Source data

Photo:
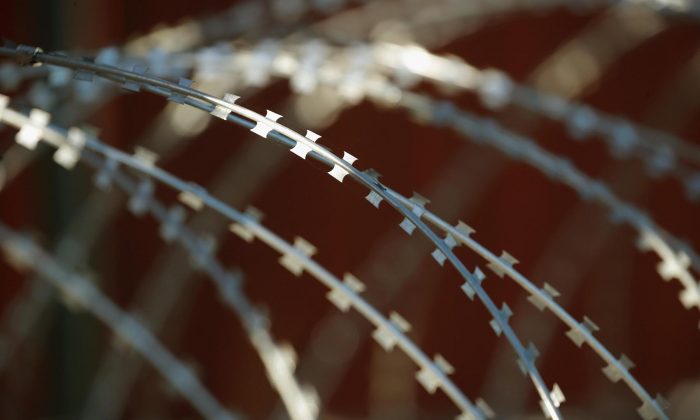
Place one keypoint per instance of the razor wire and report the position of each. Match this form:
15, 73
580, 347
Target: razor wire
414, 209
390, 332
23, 254
671, 250
661, 152
264, 125
278, 360
580, 331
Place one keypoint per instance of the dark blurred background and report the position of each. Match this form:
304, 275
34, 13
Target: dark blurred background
634, 62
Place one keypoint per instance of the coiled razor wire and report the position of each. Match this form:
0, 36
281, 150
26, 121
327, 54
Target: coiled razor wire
675, 255
182, 93
23, 254
652, 236
661, 152
278, 360
344, 294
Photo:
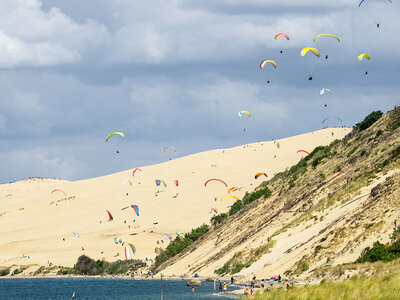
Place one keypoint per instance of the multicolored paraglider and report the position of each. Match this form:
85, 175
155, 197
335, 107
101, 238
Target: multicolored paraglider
363, 55
59, 191
326, 34
233, 189
324, 90
158, 182
260, 174
306, 152
129, 249
313, 50
215, 179
230, 196
212, 209
264, 62
240, 113
109, 216
114, 133
134, 171
172, 148
332, 118
282, 34
136, 209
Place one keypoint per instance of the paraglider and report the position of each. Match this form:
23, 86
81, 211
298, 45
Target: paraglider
134, 171
324, 90
361, 56
233, 189
114, 133
282, 34
212, 209
277, 143
127, 181
172, 148
59, 191
264, 62
260, 174
326, 34
331, 118
230, 196
313, 50
129, 249
158, 182
136, 209
109, 216
240, 113
303, 151
215, 179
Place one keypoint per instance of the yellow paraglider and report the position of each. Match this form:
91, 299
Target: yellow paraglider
264, 62
313, 50
326, 34
366, 55
231, 196
240, 113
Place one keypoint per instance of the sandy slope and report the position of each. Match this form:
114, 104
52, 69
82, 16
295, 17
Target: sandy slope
33, 222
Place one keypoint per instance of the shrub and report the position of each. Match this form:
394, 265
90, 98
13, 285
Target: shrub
179, 244
235, 207
369, 120
218, 219
4, 271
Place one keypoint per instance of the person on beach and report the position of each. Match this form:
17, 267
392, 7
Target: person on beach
271, 283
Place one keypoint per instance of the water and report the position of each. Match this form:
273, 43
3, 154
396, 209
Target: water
102, 288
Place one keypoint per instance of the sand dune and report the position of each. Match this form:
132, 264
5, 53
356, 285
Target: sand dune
33, 222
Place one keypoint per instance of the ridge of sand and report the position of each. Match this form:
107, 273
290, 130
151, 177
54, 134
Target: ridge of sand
33, 222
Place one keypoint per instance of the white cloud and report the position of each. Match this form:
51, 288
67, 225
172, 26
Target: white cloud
31, 37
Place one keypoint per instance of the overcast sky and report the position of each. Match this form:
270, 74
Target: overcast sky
175, 73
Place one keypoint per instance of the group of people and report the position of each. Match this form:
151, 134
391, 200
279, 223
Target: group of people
280, 281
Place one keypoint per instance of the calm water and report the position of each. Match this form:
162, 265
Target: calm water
102, 288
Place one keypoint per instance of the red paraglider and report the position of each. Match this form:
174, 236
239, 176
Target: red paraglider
215, 179
303, 151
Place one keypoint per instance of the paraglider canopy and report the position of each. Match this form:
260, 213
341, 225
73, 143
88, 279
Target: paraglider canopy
240, 113
114, 133
313, 50
283, 34
260, 174
215, 179
264, 62
361, 56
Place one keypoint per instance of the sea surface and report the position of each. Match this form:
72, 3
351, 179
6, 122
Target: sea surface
103, 288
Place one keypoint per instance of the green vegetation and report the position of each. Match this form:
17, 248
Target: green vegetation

*Written instruction*.
Give every line of the records above as a numbered list, leaving out blank lines and the pictures.

*Task solution*.
1. Photo:
2. Place one keypoint per instance of the razor wire and report the position of each. Match this form:
3. 15, 73
4. 580, 347
5. Target: razor wire
6. 414, 209
7. 390, 332
8. 23, 254
9. 671, 250
10. 661, 152
11. 264, 125
12. 278, 360
13. 580, 331
14. Place one keypoint per instance of the dark blurred background and report the position of each. Match this form:
15. 304, 275
16. 34, 13
17. Target: dark blurred background
18. 634, 62
19. Place one keypoint per instance of the coiled razor wire and report the position of each. Match this form:
20. 0, 36
21. 281, 150
22. 26, 121
23. 327, 54
24. Target: coiled razor wire
25. 675, 255
26. 182, 93
27. 23, 254
28. 652, 236
29. 661, 152
30. 278, 360
31. 344, 294
32. Photo:
33. Place one keypoint per instance of the multicolored paraglider and report the position of each. Match this form:
34. 85, 175
35. 155, 197
36. 335, 107
37. 101, 238
38. Target: multicolored paraglider
39. 363, 55
40. 59, 191
41. 326, 34
42. 233, 189
43. 324, 90
44. 158, 182
45. 260, 174
46. 306, 152
47. 129, 249
48. 313, 50
49. 215, 179
50. 230, 196
51. 212, 209
52. 264, 62
53. 240, 113
54. 109, 216
55. 114, 133
56. 134, 171
57. 172, 148
58. 332, 118
59. 282, 34
60. 136, 209
61. Place one keypoint per instance of the paraglider and report the position of each. Match this form:
62. 23, 86
63. 81, 211
64. 298, 45
65. Target: paraglider
66. 134, 171
67. 324, 90
68. 361, 56
69. 233, 189
70. 114, 133
71. 282, 34
72. 212, 209
73. 277, 143
74. 127, 181
75. 172, 148
76. 59, 191
77. 264, 62
78. 260, 174
79. 326, 34
80. 331, 118
81. 230, 196
82. 313, 50
83. 129, 249
84. 158, 182
85. 136, 209
86. 109, 216
87. 240, 113
88. 303, 151
89. 215, 179
90. Place one keypoint per instance of the yellow paraglider and report the position of each. Match this form:
91. 91, 299
92. Target: yellow paraglider
93. 264, 62
94. 313, 50
95. 326, 34
96. 366, 55
97. 231, 196
98. 240, 113
99. Place one keypoint per instance of the sandy slope and report the position of each. Match this form:
100. 114, 104
101. 52, 69
102. 82, 16
103. 295, 17
104. Target: sandy slope
105. 33, 222
106. Place one keypoint per instance of the shrub and report the position of each. Match this form:
107. 394, 265
108. 90, 98
109. 13, 285
110. Target: shrub
111. 179, 244
112. 235, 207
113. 369, 120
114. 218, 219
115. 4, 271
116. Place one keypoint per instance of the person on beach and report the position of each. Match this form:
117. 17, 267
118. 392, 7
119. Target: person on beach
120. 271, 283
121. Place one keypoint per instance of the water and report the position of each. Match this form:
122. 273, 43
123. 3, 154
124. 396, 209
125. Target: water
126. 102, 288
127. Place one keypoint per instance of the sand dune and report the position of each. Match this form:
128. 132, 264
129. 5, 53
130. 356, 285
131. Target: sand dune
132. 33, 222
133. Place one keypoint per instance of the ridge of sand and report the position of each. Match this form:
134. 107, 273
135. 290, 130
136. 151, 177
137. 54, 134
138. Target: ridge of sand
139. 33, 222
140. Place one keypoint per instance of the white cloud and report the position of each. Match this form:
141. 51, 288
142. 67, 225
143. 172, 26
144. Target: white cloud
145. 31, 37
146. Place one keypoint per instance of the overcast sky and report the position of each. Match this form:
147. 270, 74
148. Target: overcast sky
149. 175, 73
150. Place one keypoint per instance of the group of people and report the position of each. Match this form:
151. 151, 134
152. 391, 200
153. 279, 223
154. Target: group of people
155. 280, 281
156. Place one keypoint per instance of the calm water and report the position of each. Match this form:
157. 162, 265
158. Target: calm water
159. 102, 288
160. Place one keypoint per instance of the red paraglider and report the position of each. Match this form:
161. 174, 236
162. 239, 176
163. Target: red paraglider
164. 215, 179
165. 303, 151
166. Place one keypoint per instance of the paraglider canopy and report the position of each. Match this form:
167. 260, 213
168. 341, 225
169. 73, 143
170. 88, 279
171. Target: paraglider canopy
172. 240, 113
173. 114, 133
174. 313, 50
175. 283, 34
176. 260, 174
177. 215, 179
178. 264, 62
179. 361, 56
180. Place one keypoint per instance of the sea surface and report the position of each. Match this form:
181. 72, 3
182. 351, 179
183. 6, 122
184. Target: sea surface
185. 103, 288
186. Place one keypoint per instance of the green vegetation and report the position of each. Match this form:
187. 17, 248
188. Target: green vegetation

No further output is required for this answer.